[Coordinate labeling data]
- - - - -
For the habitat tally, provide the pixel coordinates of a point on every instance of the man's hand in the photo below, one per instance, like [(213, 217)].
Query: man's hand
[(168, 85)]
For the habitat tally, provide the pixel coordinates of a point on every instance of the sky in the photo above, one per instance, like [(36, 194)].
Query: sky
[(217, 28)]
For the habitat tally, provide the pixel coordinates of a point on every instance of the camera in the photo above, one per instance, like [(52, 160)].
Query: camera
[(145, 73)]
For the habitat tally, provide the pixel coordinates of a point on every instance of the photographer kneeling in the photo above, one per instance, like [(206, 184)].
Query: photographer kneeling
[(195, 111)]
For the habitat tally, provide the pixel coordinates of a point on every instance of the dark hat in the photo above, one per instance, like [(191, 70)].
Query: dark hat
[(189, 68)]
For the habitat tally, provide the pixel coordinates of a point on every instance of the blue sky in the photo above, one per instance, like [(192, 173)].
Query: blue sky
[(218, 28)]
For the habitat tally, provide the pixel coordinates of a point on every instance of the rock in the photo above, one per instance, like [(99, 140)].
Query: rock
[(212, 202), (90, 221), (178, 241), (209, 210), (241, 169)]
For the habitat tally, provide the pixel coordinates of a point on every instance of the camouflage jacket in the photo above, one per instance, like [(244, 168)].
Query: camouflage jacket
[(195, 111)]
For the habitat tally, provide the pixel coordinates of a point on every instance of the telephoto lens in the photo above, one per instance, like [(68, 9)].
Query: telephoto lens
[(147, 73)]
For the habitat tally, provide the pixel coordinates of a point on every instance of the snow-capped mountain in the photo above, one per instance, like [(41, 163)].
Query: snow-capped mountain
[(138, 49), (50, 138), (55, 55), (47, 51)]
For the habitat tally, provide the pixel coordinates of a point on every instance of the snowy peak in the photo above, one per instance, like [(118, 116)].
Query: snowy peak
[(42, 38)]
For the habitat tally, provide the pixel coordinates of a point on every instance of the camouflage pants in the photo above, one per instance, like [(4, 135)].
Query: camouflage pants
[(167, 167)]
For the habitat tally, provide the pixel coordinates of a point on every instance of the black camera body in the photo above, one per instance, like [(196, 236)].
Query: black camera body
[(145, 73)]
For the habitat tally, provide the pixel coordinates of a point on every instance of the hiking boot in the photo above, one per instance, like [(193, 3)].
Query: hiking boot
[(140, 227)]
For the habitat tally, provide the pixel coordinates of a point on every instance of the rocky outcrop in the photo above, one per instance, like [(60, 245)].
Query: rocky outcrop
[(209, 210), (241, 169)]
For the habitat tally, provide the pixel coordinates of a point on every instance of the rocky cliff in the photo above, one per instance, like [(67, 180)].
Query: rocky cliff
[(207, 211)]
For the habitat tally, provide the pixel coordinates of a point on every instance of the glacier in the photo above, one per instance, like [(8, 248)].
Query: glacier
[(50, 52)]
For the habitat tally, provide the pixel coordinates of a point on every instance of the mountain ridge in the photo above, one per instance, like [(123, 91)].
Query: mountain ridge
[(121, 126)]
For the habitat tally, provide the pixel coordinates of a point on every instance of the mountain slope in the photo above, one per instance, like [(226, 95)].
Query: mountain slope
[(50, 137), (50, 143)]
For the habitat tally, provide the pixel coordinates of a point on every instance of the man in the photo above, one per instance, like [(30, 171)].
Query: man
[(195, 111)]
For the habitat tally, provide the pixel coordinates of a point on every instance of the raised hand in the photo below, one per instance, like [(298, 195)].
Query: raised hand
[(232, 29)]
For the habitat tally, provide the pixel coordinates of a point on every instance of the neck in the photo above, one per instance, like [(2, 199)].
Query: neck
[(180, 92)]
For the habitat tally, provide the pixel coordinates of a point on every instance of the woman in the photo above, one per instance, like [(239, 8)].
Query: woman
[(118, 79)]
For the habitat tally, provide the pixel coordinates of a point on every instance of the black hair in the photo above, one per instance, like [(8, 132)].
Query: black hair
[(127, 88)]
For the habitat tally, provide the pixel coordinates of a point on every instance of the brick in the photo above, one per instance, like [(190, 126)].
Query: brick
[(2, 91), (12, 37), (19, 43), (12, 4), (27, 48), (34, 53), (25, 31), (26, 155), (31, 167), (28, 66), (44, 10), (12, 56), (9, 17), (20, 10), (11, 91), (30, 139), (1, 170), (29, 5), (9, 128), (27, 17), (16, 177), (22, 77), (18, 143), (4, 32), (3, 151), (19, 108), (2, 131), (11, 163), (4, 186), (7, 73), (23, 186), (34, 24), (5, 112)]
- - - - -
Can you edit the lines above so that each "habitat tally" reads "wildlife survey" and nothing else changes?

For the wildlife survey, provide the pixel coordinates of a point on every instance of the man's hand in the photo below, one per instance, like [(213, 217)].
Query: man's hand
[(168, 85)]
For the wildlife survey, provide the pixel coordinates of a point on every instance of the sky in the photo above, one per instance, like [(36, 194)].
Query: sky
[(217, 28)]
For the wildlife survey, provide the pixel coordinates of a point on every instance of the camera in the photo above, one per instance, like [(52, 160)].
Query: camera
[(145, 73)]
For the wildlife survey, provide the pixel coordinates of a point on every instance of the photographer kneeling in the photo above, one per instance, like [(206, 184)].
Query: photographer kneeling
[(195, 111)]
For the wildlife survey, provide the pixel coordinates of a point on every instance of the dark hat in the photo above, one per instance, like [(191, 70)].
Query: dark hat
[(189, 68)]
For the wildlife survey, provide the pixel coordinates of a point on every instance of the blue sky in the photo above, one per instance, like [(192, 173)].
Query: blue sky
[(218, 28)]
For the wildlife survey, provide the pixel coordinates of a point on every instance of the rock in the photo above, one per instance, like [(99, 140)].
Query: rock
[(212, 202), (90, 221), (178, 241), (209, 210), (241, 169)]
For the wildlife survey, provide the pixel coordinates of a point on every instance of the camouflage jacket in the photo above, one per instance, like [(244, 168)].
Query: camouflage jacket
[(195, 111)]
For the wildlife survey, provide the pixel coordinates of a point on every instance of the telephoto lens in the photo above, one per instance, like [(68, 9)].
Query: telephoto lens
[(147, 73)]
For the wildlife survey, provide the pixel coordinates of a point on every instance of the snow-capped mountain in the photo above, one per instance, like [(41, 163)].
Query: snow-capped mountain
[(138, 49), (50, 138), (55, 55), (47, 51)]
For the wildlife survey, provide the pixel coordinates of a point on every instance of the snowy peak in the photo above, one per instance, like [(118, 116)].
Query: snowy peak
[(42, 38)]
For the wildlife survey, provide the pixel coordinates of a point on every instance of the camouflage pants in the photo above, one per instance, like [(4, 135)].
Query: camouflage pants
[(167, 167)]
For the wildlife survey, provide the pixel coordinates of a point on every instance of the black camera body in the photo above, one per instance, like [(196, 236)].
Query: black camera body
[(145, 73)]
For the wildlife survey, provide the pixel coordinates of a point on every instance of the hiking boot in the photo above, one per instance, like [(193, 3)].
Query: hiking boot
[(140, 227)]
For the wildlife survey, provide the pixel coordinates of a point on every instance of the rocky outcrop in the photo above, one per instance, like [(60, 245)].
Query: rocky outcrop
[(209, 210), (241, 169)]
For the wildlife survey, provide the pixel coordinates of a point on every instance of the rocky cliff in the photo above, one per instance, like [(67, 180)].
Query: rocky cliff
[(207, 211)]
For the wildlife survey, provide the pixel coordinates of a point on every instance of the glacier in the photo above, one per instance, like [(8, 248)].
Query: glacier
[(50, 52)]
For the wildlife survey, provide the pixel coordinates of a point on every instance of the mountain ridge in the photo above, one per instance, like [(123, 91)].
Query: mountain ridge
[(121, 126)]
For the wildlife survey, provide the pixel coordinates of a point on every instance of the mountain slope in the photo above, one per instance, like [(226, 95)].
Query: mountain slope
[(50, 137), (50, 143)]
For the wildlife survey, provide the pixel coordinates of a point on every instance of the man in the photo above, one per instance, like [(30, 171)].
Query: man
[(195, 111)]
For the wildlife survey, provide the pixel coordinates of a point on every instance of the raised hand in the photo below, one per instance, like [(298, 195)].
Query: raised hand
[(232, 29)]
For the wildlife survey, provide the pixel coordinates of a point on every instance of the neck in the photo above, one per instance, like [(2, 199)].
Query: neck
[(180, 92)]
For the wildlife survey, provide the pixel coordinates of a point on every instance of the woman in the photo above, one per instance, like [(239, 8)].
Query: woman
[(118, 79)]
For the wildlife survey, provide the pixel coordinates of a point on every instance of the black hair in the photo above, one per instance, like [(8, 132)].
Query: black hair
[(127, 88)]
For the wildlife survey, provide the pixel coordinates of a point on every instance of the brick in the photo above, one per instance, like [(190, 126)].
Query: brick
[(2, 91), (12, 37), (19, 43), (12, 4), (27, 48), (34, 53), (25, 31), (26, 155), (31, 167), (28, 66), (44, 10), (12, 56), (9, 17), (20, 10), (11, 91), (30, 139), (1, 170), (29, 5), (9, 128), (27, 17), (16, 177), (22, 77), (18, 143), (4, 32), (3, 151), (19, 108), (2, 131), (11, 163), (4, 186), (7, 73), (23, 186), (34, 24), (5, 112)]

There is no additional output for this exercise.